Freeland said that after the supervisors voted to rescind county orders, the city would be reevaluating social distancing protocols at its municipal golf course, the Indian Wells Golf Resort, and see what best practices the general manager wanted to implement.

Golf courses in the city reopened a little over a week ago, as county officials amended the order to allow golf courses to reopen with restrictions.

The city had a short-term rental ban prior to the pandemic, which remains in place. The city allows exceptions for special events like the Coachella Valley Music and Arts Festival and BNP Paribas Open.


The valley’s most populous city does not have a local order regarding the use of face coverings, City Manager Mark Scott said.

“We highly recommend them, but have not required them,” Scott said via email. “No one has been cited.”

Golf courses in the city are allowed to be open. With short-term rentals, Scott said the city requires proof that they are related to COVID-19.

La Quinta

For the most part, La Quinta has referenced the social distancing orders of the county and the state.

The city does have stricter social distancing requirements than the county with regard to short-term vacation rentals. The city has required that renters of “the Airbnb variety” to get pre-approval from the city in order to rent to essential workers.

“We just asked the various hosts to provide the documentation that supported that,” said La Quinta City Manager Jon McMillen.

The city has also been a little stricter with its rules for golf course use, McMillen said, requiring only one person per cart unless from the same household.

“We’re keeping that in place,” he said.

“At this point, nothing is changing, but that being said, the council always has the discretion to revisit this,” McMillen said. “We’re always looking at it, talking with other cities in our region. We’ll be evaluating in the next couple of days.”

Palm Desert

Palm Desert spokesman David Hermann said in a statement that the city will continue to operate consistent with state and county health orders and guidelines. The city is not contemplating any additional city directives, he said.

“​From the outset of the pandemic, Palm Desert has relied on the medical and scientific expertise of state and county public health officials rather than instituting local directives,” Hermann wrote.

Golf courses are open, and the city is still evaluating if the board’s decision will have any impact.

“Although vacation rentals are regulated in Palm Desert, there are no city-imposed public health-related restrictions and we are still evaluating the impact of the county’s actions on the use of vacation rentals in Palm Desert,” the city said.

Palm Springs

Officials said Saturday that residents and businesses are governed by the state’s order as well as several city emergency orders.

Some of the rules include:

  • Stay at home unless engaging in essential activities
  • Wear face coverings in public settings unless social distancing can be maintained
  • Golf, tennis and pickleball may reopen but are subject to strict safety protocols
  • Private pools within HOAs and apartments won’t be closed as long as social distancing and sanitation practices are maintained

Last month, Palm Springs adopted an order regarding employee and customer protections at grocery and retail drug stores. Some of the requirements included limiting occupancy to 40% and not serving customers who aren’t wearing face coverings.

The city said on Saturday all essential stores that provide in-person shopping will still be required to follow those safety measures.

Rancho Mirage

The city has a temporary moratorium on short-term rentals through June 1.

Violators of the moratorium are subject to citations and fines that start at $5,000, according to the city.

“Additional citations can result based on additional violations, including a full revocation of short-term rental certificate,” the city said.

**Complete the following:**
(1) Answer these questions from the article on city pandemic rules:
(a) In La Quinta, how many people may ride in a golf cart unless they are from the same household?
(b) To what percentage did Palm Springs limit occupancy at grocery and retail drug stores?
(c) What is the starting amount of the fines for violating Rancho Mirage's short-term rental moratorium?
(2) Set down word for word everything in the article on city pandemic rules from "The city does" down to "the same household.".
The lines play no part in this exercise.

**Record extracts:**
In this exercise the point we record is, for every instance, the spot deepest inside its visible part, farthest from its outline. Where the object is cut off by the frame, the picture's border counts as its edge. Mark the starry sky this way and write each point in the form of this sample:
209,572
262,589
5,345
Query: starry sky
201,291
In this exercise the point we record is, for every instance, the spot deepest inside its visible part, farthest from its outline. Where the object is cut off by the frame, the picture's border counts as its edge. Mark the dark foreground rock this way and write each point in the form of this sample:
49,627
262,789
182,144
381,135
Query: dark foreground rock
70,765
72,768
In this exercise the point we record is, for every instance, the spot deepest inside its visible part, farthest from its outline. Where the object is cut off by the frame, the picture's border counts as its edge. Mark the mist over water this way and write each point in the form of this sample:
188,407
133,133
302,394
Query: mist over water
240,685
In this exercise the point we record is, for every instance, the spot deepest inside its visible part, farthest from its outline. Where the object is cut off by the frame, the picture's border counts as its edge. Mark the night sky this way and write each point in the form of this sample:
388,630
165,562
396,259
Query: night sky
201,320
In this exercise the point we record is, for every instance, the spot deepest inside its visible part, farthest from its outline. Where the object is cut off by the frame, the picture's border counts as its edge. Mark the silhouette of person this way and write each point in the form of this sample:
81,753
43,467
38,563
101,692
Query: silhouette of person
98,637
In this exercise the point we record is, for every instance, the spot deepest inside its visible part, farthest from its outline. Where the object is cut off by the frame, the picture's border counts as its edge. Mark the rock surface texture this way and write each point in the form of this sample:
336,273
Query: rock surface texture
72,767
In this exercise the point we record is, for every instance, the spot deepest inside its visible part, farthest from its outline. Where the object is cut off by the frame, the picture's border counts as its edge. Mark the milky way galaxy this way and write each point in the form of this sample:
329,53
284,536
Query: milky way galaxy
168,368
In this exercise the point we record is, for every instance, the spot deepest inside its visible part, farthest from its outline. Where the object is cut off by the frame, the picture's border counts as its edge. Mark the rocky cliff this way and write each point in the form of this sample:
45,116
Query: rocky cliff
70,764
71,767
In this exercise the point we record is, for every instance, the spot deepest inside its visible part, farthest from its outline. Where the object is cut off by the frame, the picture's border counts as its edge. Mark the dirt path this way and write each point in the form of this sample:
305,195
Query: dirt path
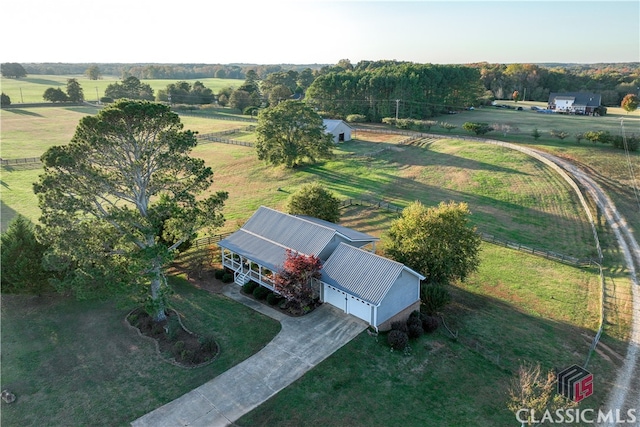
625,394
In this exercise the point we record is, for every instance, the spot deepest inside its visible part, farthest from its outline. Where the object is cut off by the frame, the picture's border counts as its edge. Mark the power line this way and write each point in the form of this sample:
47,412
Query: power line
629,164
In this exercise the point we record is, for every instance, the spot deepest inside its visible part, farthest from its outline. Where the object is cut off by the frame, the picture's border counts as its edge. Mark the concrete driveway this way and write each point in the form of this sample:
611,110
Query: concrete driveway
302,343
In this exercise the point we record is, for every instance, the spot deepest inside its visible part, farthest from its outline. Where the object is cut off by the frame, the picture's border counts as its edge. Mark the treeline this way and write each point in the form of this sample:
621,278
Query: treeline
391,89
380,83
535,82
166,71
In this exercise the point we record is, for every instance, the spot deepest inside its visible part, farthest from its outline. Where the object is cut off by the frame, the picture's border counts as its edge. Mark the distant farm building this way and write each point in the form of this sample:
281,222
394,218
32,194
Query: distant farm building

**Answers by item:**
(1)
(a) One person.
(b) 40%.
(c) $5,000.

(2)
The city does have stricter social distancing requirements than the county with regard to short-term vacation rentals. The city has required that renters of “the Airbnb variety” to get pre-approval from the city in order to rent to essential workers.

“We just asked the various hosts to provide the documentation that supported that,” said La Quinta City Manager Jon McMillen.

The city has also been a little stricter with its rules for golf course use, McMillen said, requiring only one person per cart unless from the same household.